---------- Source passage ----------

In healthcare, this novel approach of identifying molecules might lead to earlier and more precise identification of disease biomarkers in blood, saliva, or urine. However, it could have broader medical applications: in pharmaceutical manufacturing, it could enable real-time monitoring of complex chemical reactions to guarantee product consistency and safety; and in environmental science, it could allow for unprecedented trace-level detection of pollutants or hazardous compounds.
Molecular vibrations (the small, distinctive motions of atoms inside a molecule) provide chemical “fingerprints” that can identify the existence of diseases ranging from infections and metabolic disorders to cancer.
To find these vibrations, scientists frequently employ methods like infrared and Raman spectroscopy. However, these approaches have serious drawbacks: the signals they rely on are frequently weak, easily obscured by background noise, and challenging to separate in intricate biological environments like blood or tissue.

----------

*Questions*:
**A.** Answer these questions from the molecular detection passage, labeling each answer (i), (ii) or (iii):
(i) Which three body fluids are named as sources of disease biomarkers?
(ii) Which two methods do scientists frequently use to find molecular vibrations?
(iii) In which field could the approach allow trace-level detection of pollutants?
**B.** Decide whether each statement agrees with the molecular detection passage. Answer yes or no, and quote the words that settle it:
(i) Molecular vibrations can help identify cancer.
(ii) The signals used by infrared and Raman spectroscopy are usually strong.
(iii) In pharmaceutical manufacturing, the approach could allow real-time monitoring of chemical reactions.
**C.** From the molecular detection passage, pull out the text beginning at the words "In healthcare, this" and ending after "or hazardous compounds.".

---------- Source data ----------

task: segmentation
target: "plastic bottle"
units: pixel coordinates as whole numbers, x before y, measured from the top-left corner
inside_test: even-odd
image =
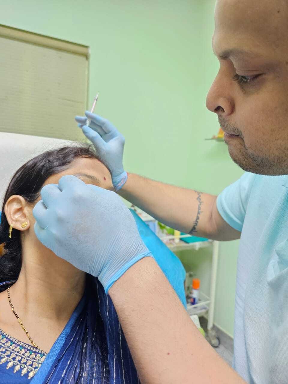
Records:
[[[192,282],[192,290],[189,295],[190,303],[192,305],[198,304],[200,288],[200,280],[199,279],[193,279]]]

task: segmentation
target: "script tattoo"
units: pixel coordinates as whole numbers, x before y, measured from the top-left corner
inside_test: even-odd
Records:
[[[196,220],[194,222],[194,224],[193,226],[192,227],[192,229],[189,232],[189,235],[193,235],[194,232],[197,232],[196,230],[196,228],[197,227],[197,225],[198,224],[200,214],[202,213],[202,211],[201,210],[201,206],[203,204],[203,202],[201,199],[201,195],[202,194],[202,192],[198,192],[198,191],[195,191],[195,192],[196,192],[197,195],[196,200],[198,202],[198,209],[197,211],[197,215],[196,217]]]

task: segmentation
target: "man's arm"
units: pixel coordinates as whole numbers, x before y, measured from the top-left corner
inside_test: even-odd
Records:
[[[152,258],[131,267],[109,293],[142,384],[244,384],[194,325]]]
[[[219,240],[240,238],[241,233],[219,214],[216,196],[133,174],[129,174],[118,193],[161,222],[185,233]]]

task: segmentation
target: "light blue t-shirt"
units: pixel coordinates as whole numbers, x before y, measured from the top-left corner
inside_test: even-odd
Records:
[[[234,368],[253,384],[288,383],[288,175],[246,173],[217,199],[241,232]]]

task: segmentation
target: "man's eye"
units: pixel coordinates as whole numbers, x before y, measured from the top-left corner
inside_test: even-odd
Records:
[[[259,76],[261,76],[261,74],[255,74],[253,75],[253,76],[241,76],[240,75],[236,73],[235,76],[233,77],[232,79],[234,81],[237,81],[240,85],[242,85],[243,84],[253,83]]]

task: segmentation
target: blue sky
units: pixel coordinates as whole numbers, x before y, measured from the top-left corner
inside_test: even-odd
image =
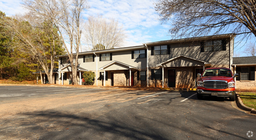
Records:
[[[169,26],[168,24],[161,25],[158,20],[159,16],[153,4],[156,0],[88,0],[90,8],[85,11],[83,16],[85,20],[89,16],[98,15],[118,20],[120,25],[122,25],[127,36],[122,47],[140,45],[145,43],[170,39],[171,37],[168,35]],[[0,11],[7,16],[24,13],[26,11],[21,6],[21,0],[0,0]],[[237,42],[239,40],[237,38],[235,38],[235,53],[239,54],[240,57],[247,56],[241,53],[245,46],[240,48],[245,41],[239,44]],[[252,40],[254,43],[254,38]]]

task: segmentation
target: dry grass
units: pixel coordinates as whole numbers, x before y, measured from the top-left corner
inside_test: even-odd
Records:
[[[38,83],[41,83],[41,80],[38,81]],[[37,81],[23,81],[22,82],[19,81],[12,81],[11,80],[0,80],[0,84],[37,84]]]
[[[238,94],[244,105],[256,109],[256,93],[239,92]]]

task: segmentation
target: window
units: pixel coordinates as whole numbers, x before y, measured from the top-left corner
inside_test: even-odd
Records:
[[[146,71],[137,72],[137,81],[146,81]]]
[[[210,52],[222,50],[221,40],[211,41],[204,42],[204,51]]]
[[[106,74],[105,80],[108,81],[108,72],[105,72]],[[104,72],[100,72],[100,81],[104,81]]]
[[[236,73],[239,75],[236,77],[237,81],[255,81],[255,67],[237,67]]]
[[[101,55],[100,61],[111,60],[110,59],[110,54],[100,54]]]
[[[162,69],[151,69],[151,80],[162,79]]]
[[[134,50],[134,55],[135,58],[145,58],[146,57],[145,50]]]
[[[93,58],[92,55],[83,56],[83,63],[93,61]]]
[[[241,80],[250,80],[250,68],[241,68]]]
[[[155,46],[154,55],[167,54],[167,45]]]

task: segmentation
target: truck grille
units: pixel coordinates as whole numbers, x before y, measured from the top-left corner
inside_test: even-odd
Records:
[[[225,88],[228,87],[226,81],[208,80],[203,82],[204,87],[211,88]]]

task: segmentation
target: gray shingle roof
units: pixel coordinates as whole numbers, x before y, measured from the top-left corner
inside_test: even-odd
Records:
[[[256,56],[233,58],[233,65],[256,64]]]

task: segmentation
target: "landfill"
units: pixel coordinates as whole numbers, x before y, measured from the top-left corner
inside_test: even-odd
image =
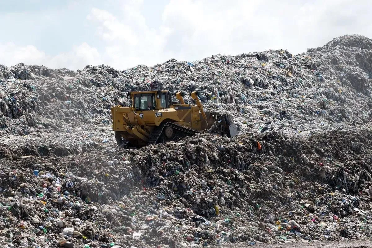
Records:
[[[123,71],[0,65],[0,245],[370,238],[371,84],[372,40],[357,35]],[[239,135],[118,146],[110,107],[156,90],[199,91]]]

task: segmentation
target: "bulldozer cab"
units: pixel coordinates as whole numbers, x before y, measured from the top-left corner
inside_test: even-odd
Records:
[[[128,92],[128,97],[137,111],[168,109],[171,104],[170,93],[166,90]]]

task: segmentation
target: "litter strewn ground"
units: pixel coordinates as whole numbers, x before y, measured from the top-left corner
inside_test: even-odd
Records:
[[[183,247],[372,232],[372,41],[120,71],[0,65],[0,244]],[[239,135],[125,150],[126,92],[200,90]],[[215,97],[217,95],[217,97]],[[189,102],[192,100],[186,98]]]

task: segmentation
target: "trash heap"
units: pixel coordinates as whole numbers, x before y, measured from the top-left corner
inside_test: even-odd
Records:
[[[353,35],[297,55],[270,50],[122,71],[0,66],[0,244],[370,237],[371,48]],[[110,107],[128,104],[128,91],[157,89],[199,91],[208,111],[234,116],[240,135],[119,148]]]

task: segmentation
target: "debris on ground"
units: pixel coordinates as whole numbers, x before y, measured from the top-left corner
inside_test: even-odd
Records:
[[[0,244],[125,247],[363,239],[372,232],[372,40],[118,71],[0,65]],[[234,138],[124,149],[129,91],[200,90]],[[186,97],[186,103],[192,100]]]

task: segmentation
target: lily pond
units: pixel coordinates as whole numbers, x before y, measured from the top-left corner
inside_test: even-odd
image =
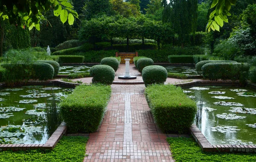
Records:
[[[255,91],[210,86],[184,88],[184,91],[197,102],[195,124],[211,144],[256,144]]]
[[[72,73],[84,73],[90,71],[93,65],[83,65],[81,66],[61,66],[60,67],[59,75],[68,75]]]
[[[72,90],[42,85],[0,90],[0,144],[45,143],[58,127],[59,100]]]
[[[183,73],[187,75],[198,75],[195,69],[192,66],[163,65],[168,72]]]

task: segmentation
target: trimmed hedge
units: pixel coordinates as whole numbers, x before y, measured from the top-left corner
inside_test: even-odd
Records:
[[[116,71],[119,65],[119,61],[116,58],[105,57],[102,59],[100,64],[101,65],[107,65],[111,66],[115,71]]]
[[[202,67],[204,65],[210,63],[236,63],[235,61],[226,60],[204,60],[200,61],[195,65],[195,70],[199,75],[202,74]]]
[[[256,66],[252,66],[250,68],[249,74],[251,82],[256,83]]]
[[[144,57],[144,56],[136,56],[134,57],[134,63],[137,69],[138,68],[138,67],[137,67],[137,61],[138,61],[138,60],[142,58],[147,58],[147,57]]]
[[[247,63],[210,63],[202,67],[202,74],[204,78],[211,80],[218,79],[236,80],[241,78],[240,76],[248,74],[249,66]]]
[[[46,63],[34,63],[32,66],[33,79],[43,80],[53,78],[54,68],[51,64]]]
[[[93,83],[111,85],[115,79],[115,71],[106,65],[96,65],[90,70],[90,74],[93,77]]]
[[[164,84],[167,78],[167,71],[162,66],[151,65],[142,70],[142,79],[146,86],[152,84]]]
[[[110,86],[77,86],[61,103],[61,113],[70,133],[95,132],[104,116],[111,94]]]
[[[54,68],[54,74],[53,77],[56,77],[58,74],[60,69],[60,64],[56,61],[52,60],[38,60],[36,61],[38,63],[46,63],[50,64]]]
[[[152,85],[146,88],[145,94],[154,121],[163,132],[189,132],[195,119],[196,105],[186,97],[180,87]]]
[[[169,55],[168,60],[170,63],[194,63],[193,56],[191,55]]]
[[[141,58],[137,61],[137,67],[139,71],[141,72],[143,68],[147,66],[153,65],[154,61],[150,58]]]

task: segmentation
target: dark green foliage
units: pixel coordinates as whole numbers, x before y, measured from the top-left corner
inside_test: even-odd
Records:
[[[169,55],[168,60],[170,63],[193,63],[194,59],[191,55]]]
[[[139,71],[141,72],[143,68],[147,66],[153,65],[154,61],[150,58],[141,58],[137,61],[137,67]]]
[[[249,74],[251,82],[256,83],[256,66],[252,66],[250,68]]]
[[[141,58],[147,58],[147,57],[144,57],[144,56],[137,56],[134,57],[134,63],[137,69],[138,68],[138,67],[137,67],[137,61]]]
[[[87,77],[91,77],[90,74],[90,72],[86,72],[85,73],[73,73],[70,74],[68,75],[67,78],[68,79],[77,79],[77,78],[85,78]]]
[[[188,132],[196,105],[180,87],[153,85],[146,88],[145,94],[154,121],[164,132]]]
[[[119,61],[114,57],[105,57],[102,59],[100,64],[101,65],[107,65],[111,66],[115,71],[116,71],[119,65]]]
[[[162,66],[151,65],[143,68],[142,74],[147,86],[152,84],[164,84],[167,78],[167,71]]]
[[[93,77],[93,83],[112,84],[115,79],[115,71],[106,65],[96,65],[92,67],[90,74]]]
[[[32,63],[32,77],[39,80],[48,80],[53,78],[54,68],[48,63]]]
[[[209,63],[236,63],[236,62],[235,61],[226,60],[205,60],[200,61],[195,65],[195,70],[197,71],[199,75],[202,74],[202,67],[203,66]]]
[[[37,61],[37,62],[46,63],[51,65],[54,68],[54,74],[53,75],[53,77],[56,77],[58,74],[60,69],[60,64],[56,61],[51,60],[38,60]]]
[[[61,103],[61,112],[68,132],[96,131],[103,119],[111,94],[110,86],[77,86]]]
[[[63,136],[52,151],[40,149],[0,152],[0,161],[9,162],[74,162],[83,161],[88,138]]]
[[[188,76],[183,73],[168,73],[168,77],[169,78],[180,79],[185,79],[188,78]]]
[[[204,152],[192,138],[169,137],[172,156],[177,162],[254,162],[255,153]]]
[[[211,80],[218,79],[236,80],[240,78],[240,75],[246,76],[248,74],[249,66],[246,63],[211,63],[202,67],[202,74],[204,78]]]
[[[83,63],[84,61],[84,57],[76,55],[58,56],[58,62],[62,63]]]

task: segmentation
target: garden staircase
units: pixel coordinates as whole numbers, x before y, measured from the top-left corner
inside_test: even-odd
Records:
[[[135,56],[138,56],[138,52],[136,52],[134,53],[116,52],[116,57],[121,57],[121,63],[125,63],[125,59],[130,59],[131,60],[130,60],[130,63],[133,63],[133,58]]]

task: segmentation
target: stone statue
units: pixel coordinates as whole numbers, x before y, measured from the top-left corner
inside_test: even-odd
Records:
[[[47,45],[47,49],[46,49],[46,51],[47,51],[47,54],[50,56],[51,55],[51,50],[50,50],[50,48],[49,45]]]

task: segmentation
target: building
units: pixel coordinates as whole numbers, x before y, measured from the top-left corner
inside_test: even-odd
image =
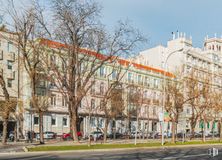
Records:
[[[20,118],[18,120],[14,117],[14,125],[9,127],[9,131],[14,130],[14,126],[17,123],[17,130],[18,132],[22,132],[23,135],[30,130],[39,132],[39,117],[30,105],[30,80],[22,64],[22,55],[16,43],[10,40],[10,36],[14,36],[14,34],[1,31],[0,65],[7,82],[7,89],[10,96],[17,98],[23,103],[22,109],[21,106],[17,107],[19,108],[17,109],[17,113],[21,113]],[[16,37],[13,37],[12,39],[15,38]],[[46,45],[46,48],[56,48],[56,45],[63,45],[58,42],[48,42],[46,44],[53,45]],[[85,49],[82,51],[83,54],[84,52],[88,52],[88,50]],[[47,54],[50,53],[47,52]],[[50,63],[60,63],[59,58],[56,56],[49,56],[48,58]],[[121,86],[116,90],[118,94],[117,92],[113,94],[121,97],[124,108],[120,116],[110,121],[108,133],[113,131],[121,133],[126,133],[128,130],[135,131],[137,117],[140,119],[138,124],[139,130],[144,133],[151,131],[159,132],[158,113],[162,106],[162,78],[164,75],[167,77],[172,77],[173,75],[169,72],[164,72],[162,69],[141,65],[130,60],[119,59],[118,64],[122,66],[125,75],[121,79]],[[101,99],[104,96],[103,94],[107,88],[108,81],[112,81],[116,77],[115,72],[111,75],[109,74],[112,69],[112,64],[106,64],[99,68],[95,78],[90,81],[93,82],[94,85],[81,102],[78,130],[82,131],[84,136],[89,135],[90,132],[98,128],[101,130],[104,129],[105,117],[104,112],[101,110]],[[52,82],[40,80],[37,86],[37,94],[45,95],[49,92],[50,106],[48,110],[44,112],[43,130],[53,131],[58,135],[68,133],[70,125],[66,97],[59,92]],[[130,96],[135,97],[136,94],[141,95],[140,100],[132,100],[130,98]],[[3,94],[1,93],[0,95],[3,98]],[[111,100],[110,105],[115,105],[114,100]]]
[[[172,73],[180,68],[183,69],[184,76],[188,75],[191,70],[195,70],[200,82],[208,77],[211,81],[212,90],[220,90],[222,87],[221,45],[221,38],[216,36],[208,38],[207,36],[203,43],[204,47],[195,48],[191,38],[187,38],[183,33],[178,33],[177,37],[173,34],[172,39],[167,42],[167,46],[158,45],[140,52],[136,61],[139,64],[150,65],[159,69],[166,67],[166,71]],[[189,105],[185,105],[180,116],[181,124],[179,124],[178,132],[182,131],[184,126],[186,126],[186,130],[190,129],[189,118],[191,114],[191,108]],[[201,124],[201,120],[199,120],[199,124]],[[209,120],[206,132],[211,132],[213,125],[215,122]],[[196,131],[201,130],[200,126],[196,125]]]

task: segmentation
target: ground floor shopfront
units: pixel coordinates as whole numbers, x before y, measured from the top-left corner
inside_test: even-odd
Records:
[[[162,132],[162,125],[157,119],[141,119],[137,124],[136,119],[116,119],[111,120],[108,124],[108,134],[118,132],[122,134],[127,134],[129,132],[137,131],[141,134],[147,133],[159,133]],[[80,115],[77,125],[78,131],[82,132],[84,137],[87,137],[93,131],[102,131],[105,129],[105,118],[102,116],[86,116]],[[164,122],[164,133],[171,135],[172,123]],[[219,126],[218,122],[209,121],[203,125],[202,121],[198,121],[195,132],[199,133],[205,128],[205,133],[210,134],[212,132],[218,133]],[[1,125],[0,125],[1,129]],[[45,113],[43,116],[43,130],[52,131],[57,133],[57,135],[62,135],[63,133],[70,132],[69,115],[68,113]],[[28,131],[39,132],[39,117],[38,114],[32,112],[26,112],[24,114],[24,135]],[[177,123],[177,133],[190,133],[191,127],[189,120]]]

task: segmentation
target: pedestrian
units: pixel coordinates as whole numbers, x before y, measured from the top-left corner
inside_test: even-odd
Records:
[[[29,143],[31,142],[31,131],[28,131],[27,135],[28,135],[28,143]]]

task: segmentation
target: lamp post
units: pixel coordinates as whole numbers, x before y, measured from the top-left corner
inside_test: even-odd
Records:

----------

*Replies*:
**A.**
(i) Blood, saliva and urine.
(ii) Infrared and Raman spectroscopy.
(iii) Environmental science.

**B.**
(i) Yes: "ranging from infections and metabolic disorders to cancer"
(ii) No: "the signals they rely on are frequently weak"
(iii) Yes: "it could enable real-time monitoring of complex chemical reactions"

**C.**
In healthcare, this novel approach of identifying molecules might lead to earlier and more precise identification of disease biomarkers in blood, saliva, or urine. However, it could have broader medical applications: in pharmaceutical manufacturing, it could enable real-time monitoring of complex chemical reactions to guarantee product consistency and safety; and in environmental science, it could allow for unprecedented trace-level detection of pollutants or hazardous compounds.